§ Directions
A. Decide whether each statement agrees with the discussion of interstellar travel. Answer yes or no for each, and quote the words of the text that settle it. (i) The text mentions a hypothetical journey lasting 430 years. (ii) The text puts laser efficiency at roughly half of the input power. (iii) One speaker claims this will be done within the foreseeable future.
B. Reproduce word for word the part of the discussion of interstellar travel from "And so on, and" to "am not making.".
--- Text excerpt Enclosed Below ---
Also, as I understand, lasers are not that efficient. (on the order of a few percent). To power X watts of laser power will likely require 15X input (i.e. for CO2). LED’s are more efficient but not collimated enough for long distances? Then presumably these will be in orbit or on the moon, so what do you do to dump the other 85% of the power that’s waste? Where do you get the fuel (fusion) to run 100M lasers? And power plants? etc. etc.
As for generation ships, you have to think big. How many people to colonize Alpha Centauri? How much prebuilt equipment and raw materials? Even for a simple hypothetical 430 year journey, how much spare air and water, and heavily protected life forms in case of a disaster on the way? What about slow leaks? Even the smallest leak over 430 years could be disastrous, and there’s no resupply depot.
And so on, and so on…
And just imagine - if that ship were arriving at Alpha Centauri today, we’d have been relying all this time for the fuel and technicians’ wages to keep those lasers running for 1000 years - on either the Holy Roman Empire or the Vatican. Or the Byzantine Empire.
What are you talking about? You use the lasers to get up to speed, not the whole time.
I think you guys are arguing against a point that I am not making.
I’m not saying we’ll do it any time in the forseeable future, or even that it’s more likely that we’ll do something like that than go extinct.
--- End of Enclosed Text excerpt ---
--- Entries supplied Enclosed Below ---
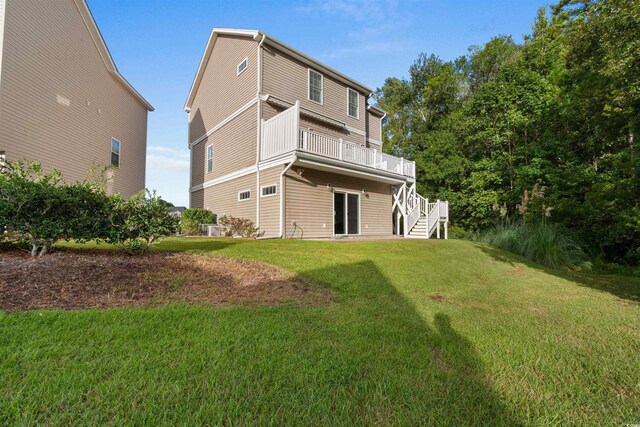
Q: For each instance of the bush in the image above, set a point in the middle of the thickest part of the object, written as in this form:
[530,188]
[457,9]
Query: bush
[240,227]
[38,208]
[544,243]
[191,219]
[137,223]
--- End of Enclosed Entries supplied ---
§ Problem solutions
A.
(i) Yes: "Even for a simple hypothetical 430 year journey"
(ii) No: "(on the order of a few percent)"
(iii) No: "I’m not saying we’ll do it any time in the forseeable future"

B.
And so on, and so on…
And just imagine - if that ship were arriving at Alpha Centauri today, we’d have been relying all this time for the fuel and technicians’ wages to keep those lasers running for 1000 years - on either the Holy Roman Empire or the Vatican. Or the Byzantine Empire.
What are you talking about? You use the lasers to get up to speed, not the whole time.
I think you guys are arguing against a point that I am not making.